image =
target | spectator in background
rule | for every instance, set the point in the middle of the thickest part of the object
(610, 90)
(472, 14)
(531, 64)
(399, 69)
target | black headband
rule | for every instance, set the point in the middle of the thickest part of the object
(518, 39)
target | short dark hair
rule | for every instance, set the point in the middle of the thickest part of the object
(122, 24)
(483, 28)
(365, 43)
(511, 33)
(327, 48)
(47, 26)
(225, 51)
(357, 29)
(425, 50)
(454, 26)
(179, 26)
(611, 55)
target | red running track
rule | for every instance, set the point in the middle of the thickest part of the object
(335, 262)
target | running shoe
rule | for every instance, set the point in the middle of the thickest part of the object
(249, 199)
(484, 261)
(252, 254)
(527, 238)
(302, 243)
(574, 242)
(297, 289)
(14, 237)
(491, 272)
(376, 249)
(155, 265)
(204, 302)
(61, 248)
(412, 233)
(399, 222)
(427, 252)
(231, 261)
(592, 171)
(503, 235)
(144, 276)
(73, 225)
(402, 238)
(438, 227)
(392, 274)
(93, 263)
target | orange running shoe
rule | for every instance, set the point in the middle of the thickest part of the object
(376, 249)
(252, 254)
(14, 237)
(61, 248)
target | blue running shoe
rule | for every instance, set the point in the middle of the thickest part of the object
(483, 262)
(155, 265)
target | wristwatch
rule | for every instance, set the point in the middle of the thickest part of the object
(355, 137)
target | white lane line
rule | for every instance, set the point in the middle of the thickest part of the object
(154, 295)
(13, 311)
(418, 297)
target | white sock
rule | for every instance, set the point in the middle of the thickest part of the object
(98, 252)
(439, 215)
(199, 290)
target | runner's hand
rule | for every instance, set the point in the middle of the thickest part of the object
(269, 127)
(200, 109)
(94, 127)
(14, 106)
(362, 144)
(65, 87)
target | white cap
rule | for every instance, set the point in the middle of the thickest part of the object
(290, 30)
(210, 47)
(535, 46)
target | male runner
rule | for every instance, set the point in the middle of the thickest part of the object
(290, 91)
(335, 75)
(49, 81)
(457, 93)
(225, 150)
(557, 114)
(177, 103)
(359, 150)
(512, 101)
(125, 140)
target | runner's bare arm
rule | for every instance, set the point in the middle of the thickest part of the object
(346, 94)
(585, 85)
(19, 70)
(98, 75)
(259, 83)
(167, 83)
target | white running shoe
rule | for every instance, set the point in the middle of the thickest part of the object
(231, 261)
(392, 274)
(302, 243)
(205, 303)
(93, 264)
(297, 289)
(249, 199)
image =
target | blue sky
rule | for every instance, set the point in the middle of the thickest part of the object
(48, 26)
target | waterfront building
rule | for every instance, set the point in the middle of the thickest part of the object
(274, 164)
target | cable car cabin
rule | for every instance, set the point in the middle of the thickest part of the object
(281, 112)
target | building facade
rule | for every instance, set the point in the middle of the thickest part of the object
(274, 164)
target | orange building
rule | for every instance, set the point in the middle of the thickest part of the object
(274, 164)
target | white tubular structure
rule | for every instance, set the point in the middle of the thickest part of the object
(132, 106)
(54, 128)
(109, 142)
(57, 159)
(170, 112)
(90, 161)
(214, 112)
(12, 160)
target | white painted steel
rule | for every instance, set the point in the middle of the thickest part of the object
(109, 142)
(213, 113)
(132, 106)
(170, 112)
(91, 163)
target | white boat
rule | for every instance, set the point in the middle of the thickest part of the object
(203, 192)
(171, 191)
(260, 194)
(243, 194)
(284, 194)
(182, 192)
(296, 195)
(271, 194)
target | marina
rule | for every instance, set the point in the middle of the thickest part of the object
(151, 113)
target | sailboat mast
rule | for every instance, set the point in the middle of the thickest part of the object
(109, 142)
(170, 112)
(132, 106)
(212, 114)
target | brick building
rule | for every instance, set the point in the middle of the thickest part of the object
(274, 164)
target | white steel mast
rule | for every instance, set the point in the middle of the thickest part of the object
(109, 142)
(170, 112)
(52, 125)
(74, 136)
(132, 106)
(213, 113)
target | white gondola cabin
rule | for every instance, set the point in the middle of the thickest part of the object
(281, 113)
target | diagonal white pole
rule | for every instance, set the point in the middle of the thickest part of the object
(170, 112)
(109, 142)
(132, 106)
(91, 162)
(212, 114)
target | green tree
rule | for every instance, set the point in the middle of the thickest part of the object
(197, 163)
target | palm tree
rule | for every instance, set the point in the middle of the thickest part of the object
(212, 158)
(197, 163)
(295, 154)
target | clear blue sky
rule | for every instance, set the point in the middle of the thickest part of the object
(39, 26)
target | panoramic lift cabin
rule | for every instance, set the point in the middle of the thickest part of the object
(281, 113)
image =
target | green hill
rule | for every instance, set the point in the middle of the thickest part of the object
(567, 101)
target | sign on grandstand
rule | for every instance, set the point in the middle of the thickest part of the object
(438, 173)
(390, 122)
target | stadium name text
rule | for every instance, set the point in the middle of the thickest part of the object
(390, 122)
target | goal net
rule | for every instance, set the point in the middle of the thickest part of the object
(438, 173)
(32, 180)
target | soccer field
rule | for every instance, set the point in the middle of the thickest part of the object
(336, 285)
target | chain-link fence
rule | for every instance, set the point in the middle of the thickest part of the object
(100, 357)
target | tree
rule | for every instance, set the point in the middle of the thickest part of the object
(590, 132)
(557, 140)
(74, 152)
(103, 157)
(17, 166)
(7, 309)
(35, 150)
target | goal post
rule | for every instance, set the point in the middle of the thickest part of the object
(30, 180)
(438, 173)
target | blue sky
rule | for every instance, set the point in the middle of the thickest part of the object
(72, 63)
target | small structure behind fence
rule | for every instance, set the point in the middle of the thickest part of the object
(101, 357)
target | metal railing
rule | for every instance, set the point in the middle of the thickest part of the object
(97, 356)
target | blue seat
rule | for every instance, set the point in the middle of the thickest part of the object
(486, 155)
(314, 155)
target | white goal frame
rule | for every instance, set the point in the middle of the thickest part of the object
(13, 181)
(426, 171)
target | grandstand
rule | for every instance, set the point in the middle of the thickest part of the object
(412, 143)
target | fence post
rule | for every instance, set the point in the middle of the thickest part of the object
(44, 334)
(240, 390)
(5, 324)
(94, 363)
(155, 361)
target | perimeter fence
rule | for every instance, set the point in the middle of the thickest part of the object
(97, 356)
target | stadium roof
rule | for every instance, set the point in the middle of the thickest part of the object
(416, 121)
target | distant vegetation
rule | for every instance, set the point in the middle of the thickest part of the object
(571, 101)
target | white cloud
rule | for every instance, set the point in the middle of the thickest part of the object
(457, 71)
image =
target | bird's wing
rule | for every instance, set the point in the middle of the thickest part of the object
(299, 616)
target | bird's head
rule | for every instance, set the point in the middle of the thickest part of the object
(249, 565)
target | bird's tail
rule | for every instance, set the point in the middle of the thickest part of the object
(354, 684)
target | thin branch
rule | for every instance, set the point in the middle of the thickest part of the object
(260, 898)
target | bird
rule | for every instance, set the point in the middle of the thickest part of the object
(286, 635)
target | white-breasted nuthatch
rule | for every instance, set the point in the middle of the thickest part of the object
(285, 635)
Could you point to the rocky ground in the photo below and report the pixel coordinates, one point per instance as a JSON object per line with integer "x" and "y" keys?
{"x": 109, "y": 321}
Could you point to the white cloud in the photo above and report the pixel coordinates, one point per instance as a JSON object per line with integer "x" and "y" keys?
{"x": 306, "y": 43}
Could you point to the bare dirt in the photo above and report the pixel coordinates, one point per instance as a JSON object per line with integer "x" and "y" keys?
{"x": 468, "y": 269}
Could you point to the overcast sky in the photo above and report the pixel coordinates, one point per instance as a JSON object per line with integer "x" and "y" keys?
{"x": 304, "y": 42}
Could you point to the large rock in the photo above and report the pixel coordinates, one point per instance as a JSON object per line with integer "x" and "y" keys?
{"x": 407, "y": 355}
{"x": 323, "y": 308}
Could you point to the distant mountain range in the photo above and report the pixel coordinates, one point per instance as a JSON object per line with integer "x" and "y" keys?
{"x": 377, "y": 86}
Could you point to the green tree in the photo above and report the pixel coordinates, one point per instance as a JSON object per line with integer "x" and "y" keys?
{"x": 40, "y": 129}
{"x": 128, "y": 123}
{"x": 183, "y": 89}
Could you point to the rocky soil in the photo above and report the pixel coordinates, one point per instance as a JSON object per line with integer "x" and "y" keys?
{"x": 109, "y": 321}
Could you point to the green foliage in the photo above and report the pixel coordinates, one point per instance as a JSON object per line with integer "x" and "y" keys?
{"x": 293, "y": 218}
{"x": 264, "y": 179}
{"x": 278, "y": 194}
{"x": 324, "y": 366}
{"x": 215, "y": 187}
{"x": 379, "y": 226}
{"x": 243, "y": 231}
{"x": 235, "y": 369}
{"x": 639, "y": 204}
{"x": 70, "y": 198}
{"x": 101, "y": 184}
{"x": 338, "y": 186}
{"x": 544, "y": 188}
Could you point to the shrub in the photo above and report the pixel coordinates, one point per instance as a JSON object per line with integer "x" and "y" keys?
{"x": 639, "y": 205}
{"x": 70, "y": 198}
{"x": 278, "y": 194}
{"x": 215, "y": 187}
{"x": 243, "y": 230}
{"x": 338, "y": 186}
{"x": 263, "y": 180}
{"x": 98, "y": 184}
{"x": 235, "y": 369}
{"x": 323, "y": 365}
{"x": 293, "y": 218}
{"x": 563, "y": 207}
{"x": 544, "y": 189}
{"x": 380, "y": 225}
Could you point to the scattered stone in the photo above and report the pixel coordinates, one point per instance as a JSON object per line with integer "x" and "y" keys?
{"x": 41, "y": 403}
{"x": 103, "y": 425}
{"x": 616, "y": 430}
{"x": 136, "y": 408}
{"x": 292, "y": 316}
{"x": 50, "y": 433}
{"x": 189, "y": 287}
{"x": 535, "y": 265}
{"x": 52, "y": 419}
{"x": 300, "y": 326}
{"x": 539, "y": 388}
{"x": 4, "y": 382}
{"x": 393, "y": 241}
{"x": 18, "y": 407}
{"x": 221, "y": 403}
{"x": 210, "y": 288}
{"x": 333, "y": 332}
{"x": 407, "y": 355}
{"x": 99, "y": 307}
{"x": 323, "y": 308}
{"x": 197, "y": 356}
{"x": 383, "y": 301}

☆ ☆ ☆

From the listing above, return the lines starting at the one with "target | building facade" and ending at the one with "target | white tubular structure", both kept, exactly as they appear and nothing more.

SOLUTION:
target | building facade
rule | for every instance, set the point in the middle of the thickest part of the object
(274, 164)
target | orange building
rule | for every instance, set the point in the middle of the thickest part of the object
(274, 164)
target | white tubular structure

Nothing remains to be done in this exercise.